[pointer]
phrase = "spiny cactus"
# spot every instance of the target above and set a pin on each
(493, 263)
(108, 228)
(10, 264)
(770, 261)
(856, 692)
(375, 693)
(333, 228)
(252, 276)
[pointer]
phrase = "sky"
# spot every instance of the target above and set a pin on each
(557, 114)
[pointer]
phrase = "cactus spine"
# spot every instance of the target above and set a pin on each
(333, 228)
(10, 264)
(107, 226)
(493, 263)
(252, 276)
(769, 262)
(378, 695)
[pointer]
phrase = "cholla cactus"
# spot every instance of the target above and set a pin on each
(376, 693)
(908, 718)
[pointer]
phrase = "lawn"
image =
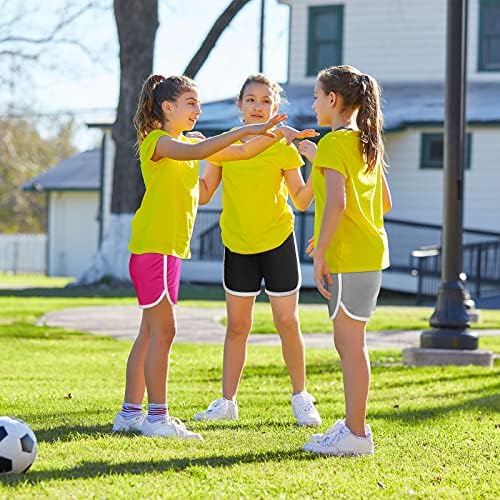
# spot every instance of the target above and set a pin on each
(436, 429)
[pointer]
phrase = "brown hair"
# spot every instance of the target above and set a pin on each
(360, 91)
(275, 88)
(155, 90)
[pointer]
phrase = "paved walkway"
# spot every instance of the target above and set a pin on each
(202, 325)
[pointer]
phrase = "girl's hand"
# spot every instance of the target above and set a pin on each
(321, 274)
(194, 134)
(290, 134)
(308, 149)
(263, 128)
(310, 245)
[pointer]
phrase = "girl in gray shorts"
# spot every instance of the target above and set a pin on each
(350, 244)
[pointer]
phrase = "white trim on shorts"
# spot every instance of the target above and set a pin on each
(340, 304)
(232, 292)
(338, 299)
(299, 284)
(165, 288)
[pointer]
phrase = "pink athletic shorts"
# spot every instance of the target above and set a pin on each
(154, 276)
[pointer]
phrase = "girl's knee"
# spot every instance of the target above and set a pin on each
(238, 329)
(286, 322)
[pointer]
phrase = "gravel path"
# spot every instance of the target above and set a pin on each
(202, 325)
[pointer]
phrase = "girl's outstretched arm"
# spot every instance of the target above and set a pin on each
(209, 182)
(301, 192)
(177, 150)
(334, 210)
(256, 146)
(386, 194)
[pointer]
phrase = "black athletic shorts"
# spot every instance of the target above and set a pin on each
(279, 268)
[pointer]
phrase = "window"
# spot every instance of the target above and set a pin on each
(432, 150)
(489, 35)
(324, 37)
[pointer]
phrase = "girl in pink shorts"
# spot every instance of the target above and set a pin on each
(161, 231)
(155, 276)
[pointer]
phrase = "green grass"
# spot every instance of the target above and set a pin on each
(32, 280)
(435, 428)
(315, 319)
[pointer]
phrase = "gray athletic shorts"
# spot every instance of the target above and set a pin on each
(355, 293)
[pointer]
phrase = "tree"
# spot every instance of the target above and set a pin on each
(213, 36)
(136, 35)
(31, 38)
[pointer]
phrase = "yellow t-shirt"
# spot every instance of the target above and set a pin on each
(360, 241)
(164, 221)
(255, 214)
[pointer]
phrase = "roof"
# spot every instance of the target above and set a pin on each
(404, 105)
(78, 172)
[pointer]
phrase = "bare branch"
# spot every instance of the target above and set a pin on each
(21, 55)
(213, 36)
(63, 23)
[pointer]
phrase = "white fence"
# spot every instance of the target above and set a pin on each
(22, 253)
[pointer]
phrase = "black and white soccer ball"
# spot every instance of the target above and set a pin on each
(17, 446)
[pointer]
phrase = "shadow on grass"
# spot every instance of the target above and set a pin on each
(422, 415)
(23, 330)
(72, 292)
(89, 470)
(432, 379)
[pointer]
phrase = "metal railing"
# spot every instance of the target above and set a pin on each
(481, 269)
(481, 250)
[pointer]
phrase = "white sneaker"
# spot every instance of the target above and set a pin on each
(343, 442)
(316, 438)
(131, 424)
(220, 409)
(304, 410)
(168, 427)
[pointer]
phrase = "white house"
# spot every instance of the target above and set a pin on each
(402, 44)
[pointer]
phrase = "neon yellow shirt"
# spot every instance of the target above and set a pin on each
(255, 214)
(360, 241)
(164, 221)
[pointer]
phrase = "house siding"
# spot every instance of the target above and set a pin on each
(73, 231)
(423, 202)
(413, 49)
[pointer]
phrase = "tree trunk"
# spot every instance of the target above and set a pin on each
(213, 36)
(137, 22)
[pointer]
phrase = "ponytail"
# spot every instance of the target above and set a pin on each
(371, 122)
(155, 90)
(362, 92)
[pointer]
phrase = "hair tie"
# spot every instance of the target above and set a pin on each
(364, 81)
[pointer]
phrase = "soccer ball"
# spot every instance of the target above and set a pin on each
(17, 446)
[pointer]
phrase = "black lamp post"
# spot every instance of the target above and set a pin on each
(450, 320)
(261, 36)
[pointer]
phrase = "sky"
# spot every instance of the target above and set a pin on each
(69, 82)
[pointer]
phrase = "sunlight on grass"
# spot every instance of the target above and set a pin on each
(35, 280)
(433, 427)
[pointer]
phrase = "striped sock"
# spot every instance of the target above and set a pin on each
(130, 410)
(156, 412)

################

GOAL OF THE EXERCISE: Copy every line in the records above that contains the word "ball".

SOLUTION TO THE EXERCISE:
phrase = "black and white soccer ball"
phrase = "soccer ball"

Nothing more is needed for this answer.